**Set task:** Swap "Mark the region" for "Outline the area" everywhere in the data below, changing nothing else. Leave the pictures out of your answer.

Excerpts from annotation records:
* Begin *

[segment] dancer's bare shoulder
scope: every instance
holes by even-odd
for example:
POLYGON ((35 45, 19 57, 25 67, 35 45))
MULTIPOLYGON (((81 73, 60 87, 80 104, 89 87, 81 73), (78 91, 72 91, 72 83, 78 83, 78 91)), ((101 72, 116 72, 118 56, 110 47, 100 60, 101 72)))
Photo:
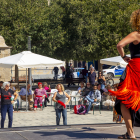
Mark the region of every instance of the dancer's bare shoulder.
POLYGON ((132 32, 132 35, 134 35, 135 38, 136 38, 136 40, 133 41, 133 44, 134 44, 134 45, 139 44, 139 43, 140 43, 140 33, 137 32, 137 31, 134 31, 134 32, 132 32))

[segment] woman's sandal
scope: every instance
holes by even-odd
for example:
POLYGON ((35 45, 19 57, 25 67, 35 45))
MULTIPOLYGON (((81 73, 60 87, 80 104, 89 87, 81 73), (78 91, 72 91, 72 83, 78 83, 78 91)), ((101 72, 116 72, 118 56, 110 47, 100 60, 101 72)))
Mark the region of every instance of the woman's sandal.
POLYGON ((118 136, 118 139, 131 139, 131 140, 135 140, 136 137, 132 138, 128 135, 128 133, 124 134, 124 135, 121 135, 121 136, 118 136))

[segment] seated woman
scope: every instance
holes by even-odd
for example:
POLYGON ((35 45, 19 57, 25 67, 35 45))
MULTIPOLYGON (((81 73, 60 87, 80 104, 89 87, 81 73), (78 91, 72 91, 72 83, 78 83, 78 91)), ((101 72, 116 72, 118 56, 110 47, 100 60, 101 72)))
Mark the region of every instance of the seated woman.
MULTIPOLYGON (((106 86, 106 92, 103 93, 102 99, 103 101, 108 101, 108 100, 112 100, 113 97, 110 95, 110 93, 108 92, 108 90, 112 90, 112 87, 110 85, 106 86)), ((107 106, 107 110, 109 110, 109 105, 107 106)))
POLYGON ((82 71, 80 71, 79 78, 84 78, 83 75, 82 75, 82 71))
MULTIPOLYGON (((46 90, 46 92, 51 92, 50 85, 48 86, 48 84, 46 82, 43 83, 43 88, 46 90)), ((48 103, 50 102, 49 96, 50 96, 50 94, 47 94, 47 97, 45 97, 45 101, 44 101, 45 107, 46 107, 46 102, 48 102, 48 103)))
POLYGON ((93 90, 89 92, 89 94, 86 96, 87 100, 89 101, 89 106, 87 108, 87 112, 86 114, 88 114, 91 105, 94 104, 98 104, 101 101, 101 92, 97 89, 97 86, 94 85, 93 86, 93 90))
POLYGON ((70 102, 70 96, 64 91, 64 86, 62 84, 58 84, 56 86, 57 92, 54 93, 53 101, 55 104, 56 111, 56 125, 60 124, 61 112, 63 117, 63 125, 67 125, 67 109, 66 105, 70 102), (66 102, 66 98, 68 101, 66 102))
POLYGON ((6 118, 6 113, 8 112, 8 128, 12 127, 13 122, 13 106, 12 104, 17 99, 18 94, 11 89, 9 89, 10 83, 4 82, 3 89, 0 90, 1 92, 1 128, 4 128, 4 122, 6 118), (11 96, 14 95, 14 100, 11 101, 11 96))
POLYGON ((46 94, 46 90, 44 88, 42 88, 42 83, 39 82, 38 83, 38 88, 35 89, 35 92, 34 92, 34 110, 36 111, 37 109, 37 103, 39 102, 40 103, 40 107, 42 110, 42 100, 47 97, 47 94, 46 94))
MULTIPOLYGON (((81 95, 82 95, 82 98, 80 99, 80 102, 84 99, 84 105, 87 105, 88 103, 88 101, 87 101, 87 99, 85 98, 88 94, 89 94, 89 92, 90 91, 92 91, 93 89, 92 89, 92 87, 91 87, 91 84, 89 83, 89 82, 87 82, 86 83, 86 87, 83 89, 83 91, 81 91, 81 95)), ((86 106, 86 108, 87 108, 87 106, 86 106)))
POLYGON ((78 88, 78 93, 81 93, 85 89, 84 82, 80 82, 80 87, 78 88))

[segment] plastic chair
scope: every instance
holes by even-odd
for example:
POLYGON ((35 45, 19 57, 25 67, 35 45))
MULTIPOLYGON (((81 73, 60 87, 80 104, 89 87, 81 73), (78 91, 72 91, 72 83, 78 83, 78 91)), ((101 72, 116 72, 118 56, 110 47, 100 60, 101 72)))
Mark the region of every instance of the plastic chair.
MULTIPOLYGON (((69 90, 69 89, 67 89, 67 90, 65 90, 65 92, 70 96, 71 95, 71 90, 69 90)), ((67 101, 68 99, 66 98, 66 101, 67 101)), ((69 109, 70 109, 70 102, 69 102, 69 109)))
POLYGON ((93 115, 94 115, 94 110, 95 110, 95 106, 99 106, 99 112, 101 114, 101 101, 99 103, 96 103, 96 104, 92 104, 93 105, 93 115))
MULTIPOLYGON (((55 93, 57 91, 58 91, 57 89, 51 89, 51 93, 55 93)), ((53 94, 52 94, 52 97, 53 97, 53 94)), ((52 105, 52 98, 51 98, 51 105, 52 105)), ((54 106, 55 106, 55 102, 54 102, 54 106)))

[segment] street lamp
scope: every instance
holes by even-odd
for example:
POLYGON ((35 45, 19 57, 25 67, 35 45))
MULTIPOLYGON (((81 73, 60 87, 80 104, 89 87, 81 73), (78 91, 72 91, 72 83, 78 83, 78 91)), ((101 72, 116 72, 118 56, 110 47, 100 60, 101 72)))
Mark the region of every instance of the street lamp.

* End *

**Reply:**
[segment] dancer's bare shoulder
scope: every instance
holes by even-odd
for example:
POLYGON ((35 45, 19 57, 25 67, 35 45))
MULTIPOLYGON (((81 73, 60 87, 80 104, 89 87, 81 73), (78 91, 72 91, 72 83, 78 83, 78 91)), ((101 72, 116 72, 118 56, 110 47, 100 60, 101 72)))
Photo:
Outline the area of every instance of the dancer's bare shoulder.
POLYGON ((132 32, 132 35, 134 35, 135 38, 136 38, 136 40, 133 41, 133 44, 134 44, 134 45, 139 44, 139 43, 140 43, 140 33, 137 32, 137 31, 134 31, 134 32, 132 32))

[segment] woman's sandal
scope: every instance
holes by even-odd
for example:
POLYGON ((35 45, 19 57, 25 67, 35 45))
MULTIPOLYGON (((81 73, 60 87, 80 104, 89 87, 81 73), (78 91, 72 91, 72 83, 78 83, 78 91)), ((101 72, 116 72, 118 56, 110 47, 100 60, 101 72)))
Outline the area of every instance of the woman's sandal.
POLYGON ((118 136, 118 139, 131 139, 131 140, 135 140, 136 137, 132 138, 128 135, 128 133, 124 134, 124 135, 121 135, 121 136, 118 136))

[segment] seated woman
scope: every instance
holes by even-odd
for example:
POLYGON ((35 45, 19 57, 25 67, 35 45))
MULTIPOLYGON (((81 73, 60 87, 80 104, 89 87, 81 73), (78 91, 72 91, 72 83, 78 83, 78 91)), ((101 72, 116 72, 118 56, 110 47, 100 60, 101 72)))
Outline the area of every instance of the seated woman.
MULTIPOLYGON (((106 86, 106 92, 103 93, 102 99, 103 101, 108 101, 108 100, 112 100, 113 97, 110 95, 110 93, 108 92, 108 90, 112 90, 112 87, 110 85, 106 86)), ((107 106, 107 110, 109 110, 109 105, 107 106)))
POLYGON ((82 71, 80 71, 79 78, 84 78, 83 75, 82 75, 82 71))
MULTIPOLYGON (((46 90, 46 92, 51 92, 50 85, 48 86, 48 84, 46 82, 43 83, 43 88, 46 90)), ((48 103, 50 102, 49 96, 50 96, 50 94, 47 94, 47 97, 45 97, 45 101, 44 101, 45 107, 46 107, 46 102, 48 102, 48 103)))
POLYGON ((93 90, 89 92, 89 94, 86 96, 87 100, 89 101, 89 106, 87 108, 87 112, 86 114, 88 114, 91 105, 94 104, 98 104, 101 101, 101 92, 97 89, 97 86, 94 85, 93 86, 93 90))
POLYGON ((70 102, 70 96, 64 91, 64 86, 62 84, 58 84, 56 86, 57 92, 54 93, 53 101, 55 104, 56 111, 56 125, 60 124, 61 112, 63 117, 63 125, 67 125, 67 109, 66 105, 70 102), (66 102, 66 98, 68 101, 66 102))
POLYGON ((6 118, 6 113, 8 112, 8 128, 12 127, 13 122, 13 106, 12 104, 17 99, 18 94, 11 89, 9 89, 10 83, 4 82, 3 89, 0 90, 1 92, 1 128, 4 128, 4 122, 6 118), (11 96, 14 95, 14 100, 11 101, 11 96))
POLYGON ((46 94, 46 90, 44 88, 42 88, 42 83, 39 82, 38 83, 38 88, 35 89, 35 92, 34 92, 34 110, 36 111, 37 109, 37 103, 39 102, 40 103, 40 107, 42 110, 42 100, 47 97, 47 94, 46 94))
MULTIPOLYGON (((81 95, 82 95, 82 98, 80 99, 80 102, 84 99, 84 105, 87 105, 88 103, 88 101, 87 101, 87 99, 85 98, 88 94, 89 94, 89 92, 90 91, 92 91, 93 89, 92 89, 92 87, 91 87, 91 84, 89 83, 89 82, 87 82, 86 83, 86 87, 83 89, 83 91, 81 91, 81 95)), ((86 106, 86 108, 87 108, 87 106, 86 106)))
POLYGON ((78 88, 78 93, 81 93, 85 89, 84 82, 80 82, 80 87, 78 88))

[segment] plastic chair
scope: every instance
holes by even-odd
for example:
POLYGON ((35 45, 19 57, 25 67, 35 45))
MULTIPOLYGON (((81 73, 60 87, 80 104, 89 87, 81 73), (78 91, 72 91, 72 83, 78 83, 78 91)), ((101 72, 116 72, 118 56, 110 47, 100 60, 101 72)))
Outline the area of every instance of the plastic chair.
MULTIPOLYGON (((69 90, 69 89, 67 89, 67 90, 65 90, 65 92, 70 96, 71 95, 71 90, 69 90)), ((67 101, 68 99, 66 98, 66 101, 67 101)), ((69 109, 70 109, 70 102, 69 102, 69 109)))
POLYGON ((93 115, 94 115, 94 110, 95 110, 95 106, 99 106, 99 112, 101 114, 101 101, 99 103, 96 103, 96 104, 92 104, 93 105, 93 115))
MULTIPOLYGON (((55 93, 57 91, 58 91, 57 89, 51 89, 51 93, 55 93)), ((53 94, 52 94, 52 97, 53 97, 53 94)), ((52 105, 52 98, 51 98, 51 105, 52 105)), ((54 106, 55 106, 55 102, 54 102, 54 106)))

[segment] street lamp
scope: every instance
holes by even-odd
for example:
POLYGON ((35 45, 19 57, 25 67, 35 45))
MULTIPOLYGON (((81 73, 60 87, 80 104, 89 87, 81 73), (78 91, 72 91, 72 83, 78 83, 78 91)), ((101 72, 116 72, 118 56, 110 47, 100 60, 101 72)))
Outline the area of every instance of the street lamp.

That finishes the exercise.